◆ **Problem set**:
A – Answer these questions using the text on the Trade Links podcast episode.
(i) Who interviews James Bacchus in the episode?
(ii) In which city and country is the Appellate Body of the World Trade Organization located?
(iii) Which state did James Bacchus come from as a Member of the United States Congress?
B – Write the next few sentences of the text on the Trade Links podcast episode, following on from its final sentence.

In this episode of the IDS Between the Lines podcast, IDS Fellow Amrita Saha interviews James Bacchus about his book: Trade Links: New Rules for a New World. James is a Distinguished University Professor of Global Affairs and Director of the Center for Global Economic and Environmental Opportunity at the University of Central Florida.
In the book and podcast, James argues that the World Trade Organisation (WTO) can survive and continue to succeed only if the trade links among WTO members are revitalised and re-imagined. He explains how to bring the WTO into the twenty-first century, exploring the ways it can be utilised to combat future pandemics and climate change and advance sustainable development, all while continuing to foster free trade.
Related: Interested in inclusive trade? Sign up for our Making Trade Policy Inclusive online course now.
About the author
James Bacchus is the Distinguished University Professor of Global Affairs and Director of the Center for Global Economic and Environmental Opportunity at the University of Central Florida. He was a founding judge and was twice the Chairman – the chief judge – of the highest court of world trade, the Appellate Body of the World Trade Organization in Geneva, Switzerland.
He is a former Member of the Congress of the United States, from Florida, and also a former international trade negotiator for the United States.

◆ **Supplied information**:

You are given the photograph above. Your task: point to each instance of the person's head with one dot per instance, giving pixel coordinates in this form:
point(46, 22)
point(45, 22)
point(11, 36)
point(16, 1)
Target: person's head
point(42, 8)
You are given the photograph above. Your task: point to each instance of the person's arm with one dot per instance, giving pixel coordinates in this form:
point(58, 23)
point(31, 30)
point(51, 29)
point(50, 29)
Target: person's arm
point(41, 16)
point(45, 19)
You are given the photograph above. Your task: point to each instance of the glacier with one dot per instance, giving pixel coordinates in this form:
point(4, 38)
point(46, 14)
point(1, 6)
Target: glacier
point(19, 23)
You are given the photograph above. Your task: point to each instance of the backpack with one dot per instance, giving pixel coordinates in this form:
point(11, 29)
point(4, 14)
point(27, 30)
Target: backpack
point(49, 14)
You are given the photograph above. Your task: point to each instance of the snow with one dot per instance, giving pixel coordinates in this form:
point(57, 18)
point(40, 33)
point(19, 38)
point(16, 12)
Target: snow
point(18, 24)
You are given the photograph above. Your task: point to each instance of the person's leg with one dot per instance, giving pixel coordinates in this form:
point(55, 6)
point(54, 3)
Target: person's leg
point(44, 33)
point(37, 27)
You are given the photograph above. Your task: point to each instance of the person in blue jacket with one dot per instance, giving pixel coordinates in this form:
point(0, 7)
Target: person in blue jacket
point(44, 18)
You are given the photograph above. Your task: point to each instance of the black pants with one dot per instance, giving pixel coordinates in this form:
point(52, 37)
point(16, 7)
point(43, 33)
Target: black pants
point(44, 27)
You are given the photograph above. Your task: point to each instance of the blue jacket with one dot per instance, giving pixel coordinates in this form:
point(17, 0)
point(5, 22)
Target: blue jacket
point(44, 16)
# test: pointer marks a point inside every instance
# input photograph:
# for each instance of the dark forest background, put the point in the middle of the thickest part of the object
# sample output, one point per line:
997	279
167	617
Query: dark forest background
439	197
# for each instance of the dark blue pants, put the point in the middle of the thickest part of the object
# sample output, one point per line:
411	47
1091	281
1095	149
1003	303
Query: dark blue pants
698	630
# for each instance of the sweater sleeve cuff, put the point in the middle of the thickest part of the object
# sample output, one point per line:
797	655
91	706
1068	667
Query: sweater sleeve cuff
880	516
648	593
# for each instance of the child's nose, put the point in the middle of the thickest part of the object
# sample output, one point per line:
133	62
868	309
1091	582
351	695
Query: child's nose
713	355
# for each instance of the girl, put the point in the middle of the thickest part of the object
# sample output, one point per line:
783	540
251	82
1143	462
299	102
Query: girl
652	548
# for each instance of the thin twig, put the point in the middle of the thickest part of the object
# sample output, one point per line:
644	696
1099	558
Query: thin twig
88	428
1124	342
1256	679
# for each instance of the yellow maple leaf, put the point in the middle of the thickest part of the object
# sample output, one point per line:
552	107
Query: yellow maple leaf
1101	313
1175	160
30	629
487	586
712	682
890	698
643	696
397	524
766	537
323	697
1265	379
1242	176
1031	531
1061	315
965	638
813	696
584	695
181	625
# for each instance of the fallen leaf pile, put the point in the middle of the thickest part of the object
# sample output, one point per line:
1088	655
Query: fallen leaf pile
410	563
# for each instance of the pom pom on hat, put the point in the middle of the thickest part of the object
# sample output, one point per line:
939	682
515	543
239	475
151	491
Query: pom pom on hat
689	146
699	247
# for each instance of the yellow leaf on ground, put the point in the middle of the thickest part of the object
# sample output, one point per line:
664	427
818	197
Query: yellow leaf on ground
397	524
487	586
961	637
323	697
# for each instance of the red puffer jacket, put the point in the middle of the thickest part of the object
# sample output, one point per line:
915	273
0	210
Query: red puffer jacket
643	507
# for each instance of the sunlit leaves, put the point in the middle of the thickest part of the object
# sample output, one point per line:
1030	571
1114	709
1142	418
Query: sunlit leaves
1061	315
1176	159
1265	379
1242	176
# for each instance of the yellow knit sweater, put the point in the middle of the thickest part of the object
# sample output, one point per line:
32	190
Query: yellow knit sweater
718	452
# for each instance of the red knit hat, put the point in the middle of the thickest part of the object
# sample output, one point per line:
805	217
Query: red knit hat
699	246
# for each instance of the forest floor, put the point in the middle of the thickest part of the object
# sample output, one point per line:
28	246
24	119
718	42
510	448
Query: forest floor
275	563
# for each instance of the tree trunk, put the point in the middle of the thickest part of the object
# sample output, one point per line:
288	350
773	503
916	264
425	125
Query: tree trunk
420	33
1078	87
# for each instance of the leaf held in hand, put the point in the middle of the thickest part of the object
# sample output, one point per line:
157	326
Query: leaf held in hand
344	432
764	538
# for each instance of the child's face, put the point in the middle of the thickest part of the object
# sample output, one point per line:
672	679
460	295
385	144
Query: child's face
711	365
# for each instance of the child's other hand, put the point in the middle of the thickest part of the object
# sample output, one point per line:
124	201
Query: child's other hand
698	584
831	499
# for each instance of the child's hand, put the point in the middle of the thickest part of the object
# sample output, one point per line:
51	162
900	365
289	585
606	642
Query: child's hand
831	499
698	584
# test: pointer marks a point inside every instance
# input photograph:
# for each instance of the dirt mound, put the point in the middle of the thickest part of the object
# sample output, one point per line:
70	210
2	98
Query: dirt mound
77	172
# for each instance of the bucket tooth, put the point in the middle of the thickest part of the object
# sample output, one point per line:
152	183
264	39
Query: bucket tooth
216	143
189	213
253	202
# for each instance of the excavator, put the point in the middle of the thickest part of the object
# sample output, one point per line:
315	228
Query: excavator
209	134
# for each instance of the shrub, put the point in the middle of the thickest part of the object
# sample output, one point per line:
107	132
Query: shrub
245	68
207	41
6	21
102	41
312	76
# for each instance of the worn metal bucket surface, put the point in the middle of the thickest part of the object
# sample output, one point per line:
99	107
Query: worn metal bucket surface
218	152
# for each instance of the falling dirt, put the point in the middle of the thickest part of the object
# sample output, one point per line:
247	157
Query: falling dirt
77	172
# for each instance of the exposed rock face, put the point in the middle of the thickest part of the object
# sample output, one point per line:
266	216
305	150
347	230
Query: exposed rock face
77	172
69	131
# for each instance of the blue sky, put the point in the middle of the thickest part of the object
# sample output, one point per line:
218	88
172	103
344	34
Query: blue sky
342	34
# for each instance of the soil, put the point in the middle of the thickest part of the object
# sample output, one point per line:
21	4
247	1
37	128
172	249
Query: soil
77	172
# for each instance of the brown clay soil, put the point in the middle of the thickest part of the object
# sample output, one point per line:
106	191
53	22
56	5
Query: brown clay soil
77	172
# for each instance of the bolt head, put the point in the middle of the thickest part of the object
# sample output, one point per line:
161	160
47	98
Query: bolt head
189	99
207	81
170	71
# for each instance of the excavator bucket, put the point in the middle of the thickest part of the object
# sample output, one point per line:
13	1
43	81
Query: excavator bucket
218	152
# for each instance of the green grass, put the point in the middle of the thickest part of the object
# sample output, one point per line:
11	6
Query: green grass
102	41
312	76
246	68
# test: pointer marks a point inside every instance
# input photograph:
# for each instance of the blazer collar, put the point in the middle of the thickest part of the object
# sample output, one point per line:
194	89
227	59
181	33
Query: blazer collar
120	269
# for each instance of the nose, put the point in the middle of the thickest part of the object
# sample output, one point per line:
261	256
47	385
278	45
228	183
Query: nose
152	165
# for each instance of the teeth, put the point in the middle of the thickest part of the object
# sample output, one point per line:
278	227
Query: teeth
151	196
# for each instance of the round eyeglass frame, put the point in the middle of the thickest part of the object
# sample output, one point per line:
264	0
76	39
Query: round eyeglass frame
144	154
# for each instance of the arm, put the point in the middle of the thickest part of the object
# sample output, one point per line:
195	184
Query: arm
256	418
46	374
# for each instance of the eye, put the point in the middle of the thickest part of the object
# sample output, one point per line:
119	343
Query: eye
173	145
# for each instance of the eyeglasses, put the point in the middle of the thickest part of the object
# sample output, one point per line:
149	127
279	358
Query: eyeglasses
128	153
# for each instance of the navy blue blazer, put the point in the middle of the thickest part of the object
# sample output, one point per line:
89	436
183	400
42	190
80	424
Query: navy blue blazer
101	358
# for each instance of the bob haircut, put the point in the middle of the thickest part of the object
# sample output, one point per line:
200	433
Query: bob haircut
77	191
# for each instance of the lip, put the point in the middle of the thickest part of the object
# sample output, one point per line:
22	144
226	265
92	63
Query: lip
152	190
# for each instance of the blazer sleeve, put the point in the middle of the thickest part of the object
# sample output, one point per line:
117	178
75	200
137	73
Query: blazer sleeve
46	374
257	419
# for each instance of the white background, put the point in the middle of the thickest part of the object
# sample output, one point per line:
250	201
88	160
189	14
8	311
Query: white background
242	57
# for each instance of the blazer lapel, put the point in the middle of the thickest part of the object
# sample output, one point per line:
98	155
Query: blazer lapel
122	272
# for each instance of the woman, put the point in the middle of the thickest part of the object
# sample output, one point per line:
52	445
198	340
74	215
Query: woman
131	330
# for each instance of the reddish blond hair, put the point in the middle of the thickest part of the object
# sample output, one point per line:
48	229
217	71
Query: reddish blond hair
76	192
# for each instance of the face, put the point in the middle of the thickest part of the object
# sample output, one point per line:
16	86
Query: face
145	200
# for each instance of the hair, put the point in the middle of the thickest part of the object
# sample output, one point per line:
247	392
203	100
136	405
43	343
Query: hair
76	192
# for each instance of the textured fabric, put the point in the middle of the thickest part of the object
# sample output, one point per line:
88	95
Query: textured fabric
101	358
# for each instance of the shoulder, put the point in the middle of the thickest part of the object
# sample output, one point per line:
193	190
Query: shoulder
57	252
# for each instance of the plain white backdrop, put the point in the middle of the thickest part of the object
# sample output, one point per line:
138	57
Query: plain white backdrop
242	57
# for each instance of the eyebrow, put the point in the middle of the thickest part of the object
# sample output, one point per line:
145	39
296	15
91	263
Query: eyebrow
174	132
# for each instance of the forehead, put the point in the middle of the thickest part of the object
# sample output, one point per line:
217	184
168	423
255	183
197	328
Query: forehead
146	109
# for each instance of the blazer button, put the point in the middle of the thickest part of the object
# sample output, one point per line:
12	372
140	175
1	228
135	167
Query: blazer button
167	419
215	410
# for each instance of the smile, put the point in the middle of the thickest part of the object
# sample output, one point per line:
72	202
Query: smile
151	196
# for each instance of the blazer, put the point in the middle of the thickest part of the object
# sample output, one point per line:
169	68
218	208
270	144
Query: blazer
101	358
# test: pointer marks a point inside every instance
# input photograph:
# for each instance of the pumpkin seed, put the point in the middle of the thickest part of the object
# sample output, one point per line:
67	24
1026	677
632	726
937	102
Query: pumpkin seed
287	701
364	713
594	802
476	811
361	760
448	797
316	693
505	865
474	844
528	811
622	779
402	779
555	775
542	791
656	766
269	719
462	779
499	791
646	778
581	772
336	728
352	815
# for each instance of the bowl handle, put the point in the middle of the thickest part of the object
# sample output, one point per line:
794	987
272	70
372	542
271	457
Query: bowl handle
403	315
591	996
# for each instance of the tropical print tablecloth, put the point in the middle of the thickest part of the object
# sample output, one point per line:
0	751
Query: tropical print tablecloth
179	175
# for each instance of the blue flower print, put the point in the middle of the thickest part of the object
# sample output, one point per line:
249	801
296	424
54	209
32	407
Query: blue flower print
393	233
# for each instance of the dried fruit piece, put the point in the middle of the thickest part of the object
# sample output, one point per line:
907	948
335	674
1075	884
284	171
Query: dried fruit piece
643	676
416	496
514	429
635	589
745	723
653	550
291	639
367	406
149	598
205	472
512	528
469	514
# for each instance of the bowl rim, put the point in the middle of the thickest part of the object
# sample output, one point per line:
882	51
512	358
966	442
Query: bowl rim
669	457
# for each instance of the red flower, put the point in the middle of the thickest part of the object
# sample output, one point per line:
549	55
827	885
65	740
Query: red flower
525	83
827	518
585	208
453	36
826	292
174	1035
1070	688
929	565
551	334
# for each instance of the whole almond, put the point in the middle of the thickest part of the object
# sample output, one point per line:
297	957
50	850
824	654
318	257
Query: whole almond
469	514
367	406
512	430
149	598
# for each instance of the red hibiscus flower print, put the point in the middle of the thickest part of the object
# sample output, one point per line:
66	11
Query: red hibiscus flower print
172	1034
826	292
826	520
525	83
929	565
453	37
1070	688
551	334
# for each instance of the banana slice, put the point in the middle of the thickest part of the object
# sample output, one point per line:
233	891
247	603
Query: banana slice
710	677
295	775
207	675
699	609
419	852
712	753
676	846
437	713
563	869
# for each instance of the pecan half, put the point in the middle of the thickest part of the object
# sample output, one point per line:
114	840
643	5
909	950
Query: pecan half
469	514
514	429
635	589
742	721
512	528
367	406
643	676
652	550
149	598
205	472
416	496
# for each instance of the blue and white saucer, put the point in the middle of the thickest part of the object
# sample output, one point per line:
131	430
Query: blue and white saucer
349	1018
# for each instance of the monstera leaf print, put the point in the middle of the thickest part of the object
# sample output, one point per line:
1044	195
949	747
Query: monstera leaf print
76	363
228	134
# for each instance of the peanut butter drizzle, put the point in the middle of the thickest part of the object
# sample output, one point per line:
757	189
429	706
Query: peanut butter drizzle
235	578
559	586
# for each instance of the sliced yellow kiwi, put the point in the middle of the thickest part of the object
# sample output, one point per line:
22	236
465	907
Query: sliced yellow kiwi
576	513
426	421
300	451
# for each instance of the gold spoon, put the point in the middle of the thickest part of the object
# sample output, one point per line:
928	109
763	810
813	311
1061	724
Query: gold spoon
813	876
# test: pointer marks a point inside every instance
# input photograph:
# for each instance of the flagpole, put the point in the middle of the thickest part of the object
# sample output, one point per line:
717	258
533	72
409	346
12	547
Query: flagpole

◆ **Task results**:
A –
(i) Amrita Saha, an IDS Fellow.
(ii) Geneva, Switzerland.
(iii) Florida.

B –
He is a Global Fellow of the Centre for International Governance Innovation in Canada and an Adjunct Scholar of the Cato Institute in Washington, D.C. He is the Pao Yue – Kong Chair Professor at Zhejiang University in Hangzhou, China. He served on the High-Level Advisory Panel to the Conference of Parties of the United Nations Framework Convention on Climate Change, chairs the global Commission on Trade and Investment Policy of the International Chamber of Commerce, and chaired the global sustainability council of the World Economic Forum.
For more than fourteen years, he chaired the global practice of the largest law firm in the United States and one of the largest in the world. Professor Bacchus is the author of the books Trade and Freedom, published by Cameron May in London in 2004, and The Willing World: Shaping and Sharing a Sustainable Global Prosperity, published by Cambridge University Press in 2018.
He is a frequent writer in leading publications and a frequent speaker on prominent platforms worldwide on numerous topics relating to international law and international political economy.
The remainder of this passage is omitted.